Print the listing below exactly.

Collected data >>
━━━━━━

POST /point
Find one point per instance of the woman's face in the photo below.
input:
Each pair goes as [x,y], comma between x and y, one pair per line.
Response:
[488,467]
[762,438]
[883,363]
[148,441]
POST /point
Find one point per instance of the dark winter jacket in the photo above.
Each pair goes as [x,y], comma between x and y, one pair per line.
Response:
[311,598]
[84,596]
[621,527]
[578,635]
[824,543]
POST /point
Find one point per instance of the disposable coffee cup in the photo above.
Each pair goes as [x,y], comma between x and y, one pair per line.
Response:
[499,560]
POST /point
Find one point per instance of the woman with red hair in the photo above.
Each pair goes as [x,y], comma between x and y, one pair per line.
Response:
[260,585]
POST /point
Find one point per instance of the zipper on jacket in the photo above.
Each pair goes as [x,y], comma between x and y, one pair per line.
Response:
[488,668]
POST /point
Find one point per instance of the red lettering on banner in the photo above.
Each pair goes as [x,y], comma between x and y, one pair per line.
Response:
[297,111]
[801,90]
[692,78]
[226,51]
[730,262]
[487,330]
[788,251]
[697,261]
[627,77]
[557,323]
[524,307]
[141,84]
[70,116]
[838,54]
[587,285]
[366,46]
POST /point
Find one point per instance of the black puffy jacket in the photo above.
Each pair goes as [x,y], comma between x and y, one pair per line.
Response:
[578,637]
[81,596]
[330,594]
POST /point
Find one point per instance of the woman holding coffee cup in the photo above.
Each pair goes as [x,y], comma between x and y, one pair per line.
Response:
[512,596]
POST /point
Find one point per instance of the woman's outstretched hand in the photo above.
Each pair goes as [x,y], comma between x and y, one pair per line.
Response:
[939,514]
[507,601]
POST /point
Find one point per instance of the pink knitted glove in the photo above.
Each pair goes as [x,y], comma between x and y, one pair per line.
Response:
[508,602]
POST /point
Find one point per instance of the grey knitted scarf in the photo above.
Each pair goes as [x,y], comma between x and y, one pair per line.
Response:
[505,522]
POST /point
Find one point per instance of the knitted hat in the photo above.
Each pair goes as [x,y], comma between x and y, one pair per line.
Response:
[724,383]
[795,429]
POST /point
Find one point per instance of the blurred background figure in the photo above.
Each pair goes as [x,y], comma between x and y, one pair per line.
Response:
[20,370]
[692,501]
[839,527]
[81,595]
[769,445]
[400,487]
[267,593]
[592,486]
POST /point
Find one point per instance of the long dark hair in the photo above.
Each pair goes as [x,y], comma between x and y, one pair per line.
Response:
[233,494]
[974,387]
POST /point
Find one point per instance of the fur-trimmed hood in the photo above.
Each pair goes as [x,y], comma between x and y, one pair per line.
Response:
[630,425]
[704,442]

━━━━━━

Answer to this task >>
POST /point
Find one point per instance of the woman's face in the photo below.
input:
Each pair goes as [x,y], comma between x and y, one pair per line.
Response:
[488,467]
[762,438]
[883,363]
[148,441]
POST /point
Find one point per instance of the dark winter jacket in the photo above.
Each pair goes as [x,y], comma between x and y, one pair per line.
Response:
[311,598]
[84,596]
[621,527]
[578,635]
[824,543]
POST /point
Find one point per instance of the disposable coffee cup in the photo above.
Each pair goes as [x,y], comma between x and y, one pair per line.
Response:
[499,560]
POST /point
Find one point per instance of the woman with red hair in the photo above.
Each pair goes as [x,y], comma between x and y, one pair per line.
Response:
[260,585]
POST /point
Find one point per instance of the zipper on jacket in the photo above.
Each pair goes as [x,y], comma between x and y, one pair per line.
Response:
[488,668]
POST /point
Find one point per instance of the red lettering on banner in the photo above.
Each pair goes as [x,y], comma between x and y, one pair per line.
Response:
[297,111]
[801,90]
[692,78]
[226,51]
[730,262]
[487,330]
[788,251]
[697,261]
[627,77]
[557,323]
[524,307]
[141,84]
[70,116]
[838,54]
[587,285]
[366,46]
POST /point
Find one point per instance of the black puffy jacket in the photo above.
Each pair goes as [x,y], comma between x and y, one pair per line.
Response:
[578,637]
[81,596]
[330,594]
POST /point
Find one point per instance of the woman holding coffee cup in the photo above.
Each pair goes as [x,y], comma between x and y, one pair per line.
Response:
[512,596]
POST /point
Find one point per instance of the woman's outstretched hand in the photo above.
Each pair goes as [x,y], comma between x and y, one pair per line.
Response:
[939,514]
[507,601]
POST /point
Find one point per instance of the pink knitted glove in the photo above.
Each pair goes as [x,y], comma between x and y, one pair per line.
Response:
[508,602]
POST /point
Find one point per instance of the grey knitted scarf in the photo above.
Each pair goes as [x,y], comma between x and y, one pair per line.
Response:
[505,522]
POST /point
Find one point per instance of the knitted hat in the photo above.
Each pair goes as [x,y], comma between x and y, one pair per line.
Response:
[724,383]
[795,429]
POST /point
Find one point per instance of the blurred background figure in the photo above.
Each pair goes as [x,y], comma between x and y, one pair per line.
Response:
[20,370]
[692,501]
[839,527]
[81,595]
[769,445]
[400,487]
[267,593]
[592,486]
POST /point
Find one point per instance of the long dark hair in the photo above.
Each pair goes as [x,y], comma between x and y, one pair per line.
Response:
[233,494]
[974,387]
POST /point
Find one point per instance of the fur-trimmed hood in the photo above.
Each pair goes as [x,y], comma between x and y, one pair per line.
Response:
[630,425]
[704,442]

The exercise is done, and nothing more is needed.